Directives -
1. Write out the entries from their very first line through the line containing "(1136, 126)", including both ends.
2. Extend the extradition appeal judgment, picking up where it stops.

Document section -

□ □ □

Polish Judical Authority

Respondent

- - - - - - - - - - - - - - - - - - - - - - - - - - - - - - - - - - - - - - - - - -

Mr Martin Henley (instructed by AM International) for the Appellant

Mr Ben Joyes (instructed by The Crown Prosecution Service) for the Respondent

Hearing dates: 10th October 2019

- - - - - - - - - - - - - - - - - - - - -

Approved Judgment

Mr Justice Dove :

Introduction

1.

These proceedings have been brought as an appeal under section 26 of the Extradition Act 2003 against the order of Deputy Senior District Judge Ikram on the 26th December 2018, ordering the extradition of the Appellant pursuant to an EAW dated 1st February 2017 and certified on the 16th February 2017. The EAW relates to a judgment dated the 13th June 2014 requiring the Appellant to serve a sentence of 10 months imprisonment following his conviction for domestic violence and harassment arising out of incidents with his former wife between October 2011 and May 2012 and May 2013 and October 2013. Submissions are made as to whether or not the EAW satisfies the necessary legal requirements which are set out below. At this stage it is sensible to record that the type of decision which is identified in the EAW is described as follows:

“B. Decision on which the warrant is based:

1.

□ □ □

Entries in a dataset
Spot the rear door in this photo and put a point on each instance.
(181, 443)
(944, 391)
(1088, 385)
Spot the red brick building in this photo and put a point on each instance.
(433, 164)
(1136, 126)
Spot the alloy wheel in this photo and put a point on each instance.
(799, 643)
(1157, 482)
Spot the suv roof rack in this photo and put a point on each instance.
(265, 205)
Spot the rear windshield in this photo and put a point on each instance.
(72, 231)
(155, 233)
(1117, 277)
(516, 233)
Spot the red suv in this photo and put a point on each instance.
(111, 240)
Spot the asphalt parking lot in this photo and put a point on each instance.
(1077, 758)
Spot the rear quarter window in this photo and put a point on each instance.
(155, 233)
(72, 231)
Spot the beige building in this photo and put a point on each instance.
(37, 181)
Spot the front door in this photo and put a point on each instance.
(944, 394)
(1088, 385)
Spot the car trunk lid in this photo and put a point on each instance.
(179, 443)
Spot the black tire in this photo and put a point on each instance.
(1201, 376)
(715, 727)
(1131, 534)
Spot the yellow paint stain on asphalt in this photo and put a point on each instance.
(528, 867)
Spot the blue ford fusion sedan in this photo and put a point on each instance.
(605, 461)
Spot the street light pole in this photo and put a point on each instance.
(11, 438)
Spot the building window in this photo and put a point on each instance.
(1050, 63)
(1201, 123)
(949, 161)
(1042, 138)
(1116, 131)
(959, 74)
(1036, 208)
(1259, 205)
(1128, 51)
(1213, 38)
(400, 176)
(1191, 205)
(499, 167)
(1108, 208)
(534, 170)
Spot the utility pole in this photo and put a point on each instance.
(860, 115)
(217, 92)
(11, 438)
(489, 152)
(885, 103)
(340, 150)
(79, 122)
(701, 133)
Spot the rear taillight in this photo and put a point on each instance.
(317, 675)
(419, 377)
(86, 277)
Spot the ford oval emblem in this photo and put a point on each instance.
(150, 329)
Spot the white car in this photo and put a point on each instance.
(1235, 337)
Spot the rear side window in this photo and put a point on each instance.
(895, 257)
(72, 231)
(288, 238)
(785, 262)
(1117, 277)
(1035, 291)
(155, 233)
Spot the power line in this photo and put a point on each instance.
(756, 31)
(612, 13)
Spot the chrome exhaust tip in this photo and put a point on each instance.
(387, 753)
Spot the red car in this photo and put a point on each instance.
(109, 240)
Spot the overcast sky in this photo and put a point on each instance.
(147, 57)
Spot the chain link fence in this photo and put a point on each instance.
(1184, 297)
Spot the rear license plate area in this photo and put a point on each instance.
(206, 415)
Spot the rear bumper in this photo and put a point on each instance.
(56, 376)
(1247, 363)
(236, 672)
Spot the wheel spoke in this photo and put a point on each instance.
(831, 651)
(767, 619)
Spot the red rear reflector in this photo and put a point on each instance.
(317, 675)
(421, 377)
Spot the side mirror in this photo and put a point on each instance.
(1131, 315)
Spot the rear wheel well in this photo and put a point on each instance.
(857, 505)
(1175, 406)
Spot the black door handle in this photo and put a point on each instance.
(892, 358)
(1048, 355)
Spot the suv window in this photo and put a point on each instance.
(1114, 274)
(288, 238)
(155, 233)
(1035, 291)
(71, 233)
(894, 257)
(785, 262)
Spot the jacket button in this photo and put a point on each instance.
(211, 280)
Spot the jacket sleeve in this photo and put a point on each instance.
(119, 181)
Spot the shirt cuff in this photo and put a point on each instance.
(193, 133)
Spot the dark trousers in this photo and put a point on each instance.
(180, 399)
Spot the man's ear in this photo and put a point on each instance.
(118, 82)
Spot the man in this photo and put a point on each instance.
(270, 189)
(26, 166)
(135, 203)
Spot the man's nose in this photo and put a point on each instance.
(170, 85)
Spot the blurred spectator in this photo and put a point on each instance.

□ □ □

Results in order -
1.
Spot the rear door in this photo and put a point on each instance.
(181, 443)
(944, 391)
(1088, 385)
Spot the red brick building in this photo and put a point on each instance.
(433, 164)
(1136, 126)

2.
Type of decision:

-Enforceable judgment:

Issued by the court: Sad Rejonowy in Skarzysko-Kamienna dated on 10 March 2014, it was ordered to execute the sentence with conditional suspension on the basis of the judgement issued by the court: Sad Rejonowy in Skarzysko-Kamienna dated on 13 June 2014.” 2. The EAW describes the nature of the sentence as follows:

“C. Information on the length of sentence:

2.

Length of the custodial sentence or detention order imposed:

The ten-month imprisonment

3.

Remaining Sentence to be served:

The ten-month imprisonment.”

3.

At the hearing objections were taken on both sides to the submission of evidence and the form in which evidence had been lodged. Rather than resolve that as a preliminary issue it was agreed that all of this material should be received without prejudice to its admissibility, and that the issue of whether or not it should be accepted should be resolved as part of the ultimate decision of the court. That is the approach which has been taken in this judgment which commences by setting out the factual circumstances in relation to the proceedings before the District Judge and resolving

the factual issues arising. Thereafter the relevant law is set out and conclusions are reached on the submissions which were made on both sides of the argument.

The proceedings

4.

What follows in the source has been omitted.